* Exercise details *
All of the entries need to be written out again, exactly as they are.

* Data to use *
******

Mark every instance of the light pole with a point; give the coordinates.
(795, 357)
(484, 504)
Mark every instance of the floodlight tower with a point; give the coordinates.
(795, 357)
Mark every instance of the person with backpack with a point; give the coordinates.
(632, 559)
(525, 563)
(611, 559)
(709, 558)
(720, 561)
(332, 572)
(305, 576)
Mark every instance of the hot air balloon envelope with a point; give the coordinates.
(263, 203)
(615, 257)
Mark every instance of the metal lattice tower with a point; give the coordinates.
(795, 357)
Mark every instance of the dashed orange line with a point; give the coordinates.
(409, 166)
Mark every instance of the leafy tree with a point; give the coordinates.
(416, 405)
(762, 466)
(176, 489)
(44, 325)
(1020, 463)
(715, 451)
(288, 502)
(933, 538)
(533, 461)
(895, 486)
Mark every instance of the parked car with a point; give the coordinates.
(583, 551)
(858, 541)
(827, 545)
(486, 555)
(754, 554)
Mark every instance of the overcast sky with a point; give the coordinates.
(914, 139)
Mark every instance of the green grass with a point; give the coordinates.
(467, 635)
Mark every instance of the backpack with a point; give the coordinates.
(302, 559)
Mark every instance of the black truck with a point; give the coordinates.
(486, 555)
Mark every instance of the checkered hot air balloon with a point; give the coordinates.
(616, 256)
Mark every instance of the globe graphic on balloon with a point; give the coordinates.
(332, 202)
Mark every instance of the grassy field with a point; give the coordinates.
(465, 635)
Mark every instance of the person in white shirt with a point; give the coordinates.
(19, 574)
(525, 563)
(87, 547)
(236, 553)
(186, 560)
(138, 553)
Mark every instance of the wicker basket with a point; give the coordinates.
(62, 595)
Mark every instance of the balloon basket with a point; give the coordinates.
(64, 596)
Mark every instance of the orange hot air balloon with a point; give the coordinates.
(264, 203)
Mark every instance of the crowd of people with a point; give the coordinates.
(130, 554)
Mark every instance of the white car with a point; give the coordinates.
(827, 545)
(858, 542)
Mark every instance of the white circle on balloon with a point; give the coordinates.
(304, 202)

******

* Complete answer *
Mark every instance of the light pole with a point; give the coordinates.
(795, 357)
(484, 504)
Mark every instance of the floodlight tower with a point; give the coordinates.
(795, 357)
Mark every instance of the person with backpack with a point; give the coordinates.
(632, 559)
(525, 563)
(611, 559)
(709, 558)
(720, 561)
(332, 572)
(305, 576)
Mark every instance of the hot air balloon envelope with a point; give the coordinates.
(263, 203)
(615, 257)
Mark every instance of the metal lattice tower with a point; give the coordinates.
(795, 357)
Mark every instance of the dashed orange line with a point; give the coordinates.
(409, 166)
Mark every instance of the leafy tree with a point; give the coordinates.
(416, 405)
(762, 466)
(176, 489)
(44, 325)
(1020, 463)
(715, 451)
(288, 502)
(933, 538)
(533, 461)
(895, 486)
Mark every instance of the parked car with a point; give the coordinates.
(583, 551)
(858, 541)
(827, 545)
(486, 555)
(754, 554)
Mark every instance of the overcast sky with a point; give the coordinates.
(914, 139)
Mark every instance of the green grass with a point; give the coordinates.
(467, 635)
Mark every instance of the backpack with a point; give the coordinates.
(302, 559)
Mark every instance of the black truck with a point; give the coordinates.
(486, 555)
Mark every instance of the checkered hot air balloon with a point; give the coordinates.
(616, 256)
Mark every instance of the globe graphic on balloon with a point; give the coordinates.
(332, 202)
Mark every instance of the grassy field with a point; give the coordinates.
(465, 635)
Mark every instance of the person in white shirt with a point; give the coordinates.
(19, 574)
(525, 563)
(87, 547)
(236, 553)
(186, 560)
(138, 553)
Mark every instance of the wicker basket with a point; give the coordinates.
(62, 595)
Mark every instance of the balloon basket with a point; give the coordinates.
(64, 596)
Mark every instance of the orange hot air balloon with a point; give the coordinates.
(264, 203)
Mark every instance of the crowd of people with a point; give the coordinates.
(130, 554)
Mark every instance of the white car with a point; give the coordinates.
(827, 545)
(858, 542)
Mark every instance of the white circle on balloon with a point; give the coordinates.
(304, 202)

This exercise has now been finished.